Excerpt provided

* START *

The height of bases you need is predicated on the size of your scope's objective lens, and secondarily to your stock design and your shooting form. As a general rule, you want your scope mounted as close to the barrel as it can be w/o the bottom of the objective making contact with the top of the barrel. I have rifles that use rings from Low all the way to Extra High, depending on the overall set up. As a general rule, a 40MM objective will work fine with Medium height rings the majority of the time.

The purpose of Extended Rings is to allow some additional forward/backward adjustment of the scope to give you perfect eye relief (distance between your eye & the rear lens). If you look at Chris' (Laite319) picture, you can see that his scope is not centered in the rings, but mounted as far forward as possible. If he needed more eye relief, he would have to use Extended Rings with that set up. I have them on a couple long actions on which I have relatively short tubed scopes mounted.

I really think for simplicity sake as well as starting out cost, you want to look at Weaver bases and Weaver rings. The are affordable, work very well, and about every gun shop carries them. The less expensive Leupold alum Weaver style rings (I think they are called Rifleman or some such thing) work fine and won't cost you an arm & a leg, either. I have them on a couple rifles and have no complaints, other than they are sort of ugly.

If you want to spend more, look at the high end Leupolds, Millet or Warne (heavy duty steel)...


----------



## Savage260 (Oct 21, 2007)

> If you look at Chris' (Laite319) picture, you can see that his scope is not centered in the rings, but mounted as far forward as possible.


I should have mentioned that. I have not actually shot this barrel yet, so the scope isn't sitting where it will be when I am shooting. I just wanted to try to show clearance. All the rings I had before the dednutz were medium height. I will not use medium again if at all possible. I will post a pic to show the difference between the medium and low on a 40mm objective.


----------



## Savage260 (Oct 21, 2007)

These are all 40mm objectives. The top is dednutz medium height, the bottom is Leupold standard medium height, and the middle is the dednutz low. You can easily see the difference. The lows still offer plenty of clearance, but I don't have lift my head at all to see through the scope as I do with the mediums.


----------



## ac700wildcat (Oct 30, 2006)

Is that marker all over your scope laite?


----------



## Savage260 (Oct 21, 2007)

Nope, I had a little fun with this one on the Leupold Custom Shop website. It is 6.5-20X40LR in gunmetal with red splatter. I had them laser engrave the yote and my name too as you can see. One of those things you have to try once. Damn spendy though.


----------



## KurtR (May 3, 2008)

Talley light weight rings. They are one piece and simple 40 dollars for a set from swfa. The seekins are top notch but a little more.


----------

* END *

Work to complete
Retype word for word the part of the scope-ring thread above that opens with the words containing "Is that marker" and closes with "Damn spendy though.".

Supplied information
* START *

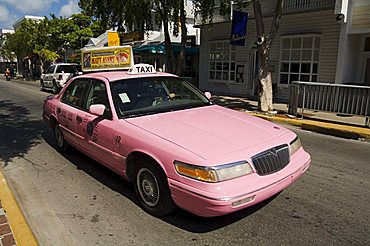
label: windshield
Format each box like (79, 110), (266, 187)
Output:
(111, 77), (211, 118)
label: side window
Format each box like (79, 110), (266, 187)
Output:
(83, 80), (110, 110)
(61, 79), (89, 108)
(46, 66), (55, 73)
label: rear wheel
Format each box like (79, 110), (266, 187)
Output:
(54, 122), (69, 153)
(134, 158), (176, 216)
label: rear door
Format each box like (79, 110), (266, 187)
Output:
(44, 65), (56, 87)
(56, 79), (90, 146)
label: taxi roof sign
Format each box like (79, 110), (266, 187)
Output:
(127, 63), (157, 74)
(81, 45), (134, 72)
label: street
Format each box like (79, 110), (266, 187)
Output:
(0, 78), (370, 246)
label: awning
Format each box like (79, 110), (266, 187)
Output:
(133, 43), (199, 55)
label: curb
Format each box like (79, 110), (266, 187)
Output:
(0, 170), (38, 246)
(249, 113), (370, 139)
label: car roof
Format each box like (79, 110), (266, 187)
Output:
(76, 70), (178, 81)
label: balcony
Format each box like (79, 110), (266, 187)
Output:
(195, 0), (336, 25)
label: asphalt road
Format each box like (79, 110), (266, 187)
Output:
(0, 79), (370, 246)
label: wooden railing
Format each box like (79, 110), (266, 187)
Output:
(195, 0), (336, 25)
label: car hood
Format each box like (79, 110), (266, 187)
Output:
(127, 105), (288, 159)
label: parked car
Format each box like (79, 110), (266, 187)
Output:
(43, 64), (311, 217)
(40, 63), (81, 94)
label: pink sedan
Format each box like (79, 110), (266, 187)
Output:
(43, 64), (311, 217)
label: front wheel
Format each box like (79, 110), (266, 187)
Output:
(134, 158), (176, 217)
(54, 122), (69, 153)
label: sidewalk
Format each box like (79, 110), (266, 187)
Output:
(212, 96), (370, 139)
(0, 84), (370, 246)
(0, 171), (37, 246)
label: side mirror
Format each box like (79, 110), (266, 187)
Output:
(89, 104), (105, 116)
(204, 91), (212, 100)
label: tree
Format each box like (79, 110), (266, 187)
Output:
(253, 0), (283, 112)
(194, 0), (283, 112)
(4, 14), (101, 76)
(79, 0), (187, 75)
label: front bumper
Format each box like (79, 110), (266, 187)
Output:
(169, 149), (311, 217)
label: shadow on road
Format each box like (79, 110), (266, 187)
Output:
(43, 131), (276, 233)
(0, 100), (44, 166)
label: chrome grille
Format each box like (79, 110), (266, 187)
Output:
(252, 144), (290, 175)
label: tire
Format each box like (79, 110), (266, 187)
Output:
(53, 80), (59, 94)
(134, 158), (176, 217)
(40, 79), (45, 91)
(54, 122), (69, 153)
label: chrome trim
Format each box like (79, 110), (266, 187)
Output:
(173, 160), (249, 171)
(170, 168), (300, 202)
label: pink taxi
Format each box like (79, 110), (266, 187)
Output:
(43, 64), (311, 217)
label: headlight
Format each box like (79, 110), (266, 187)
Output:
(290, 137), (302, 156)
(174, 161), (253, 183)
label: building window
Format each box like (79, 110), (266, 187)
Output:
(209, 41), (236, 82)
(279, 35), (320, 84)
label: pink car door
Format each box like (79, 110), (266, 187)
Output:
(76, 80), (116, 168)
(56, 80), (88, 146)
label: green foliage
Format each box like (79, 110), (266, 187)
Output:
(3, 14), (102, 61)
(78, 0), (152, 32)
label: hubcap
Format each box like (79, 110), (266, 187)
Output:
(136, 168), (159, 207)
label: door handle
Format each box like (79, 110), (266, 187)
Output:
(76, 116), (82, 124)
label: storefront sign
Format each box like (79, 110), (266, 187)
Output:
(230, 10), (248, 46)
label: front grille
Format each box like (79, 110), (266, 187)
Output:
(252, 144), (290, 175)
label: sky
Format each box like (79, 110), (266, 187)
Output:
(0, 0), (81, 29)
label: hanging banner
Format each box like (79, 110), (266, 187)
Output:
(230, 10), (248, 46)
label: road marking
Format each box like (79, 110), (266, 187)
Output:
(0, 171), (38, 246)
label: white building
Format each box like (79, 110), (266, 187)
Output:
(199, 0), (370, 99)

* END *

Correct answer
Is that marker all over your scope laite?


----------



## Savage260 (Oct 21, 2007)

Nope, I had a little fun with this one on the Leupold Custom Shop website. It is 6.5-20X40LR in gunmetal with red splatter. I had them laser engrave the yote and my name too as you can see. One of those things you have to try once. Damn spendy though.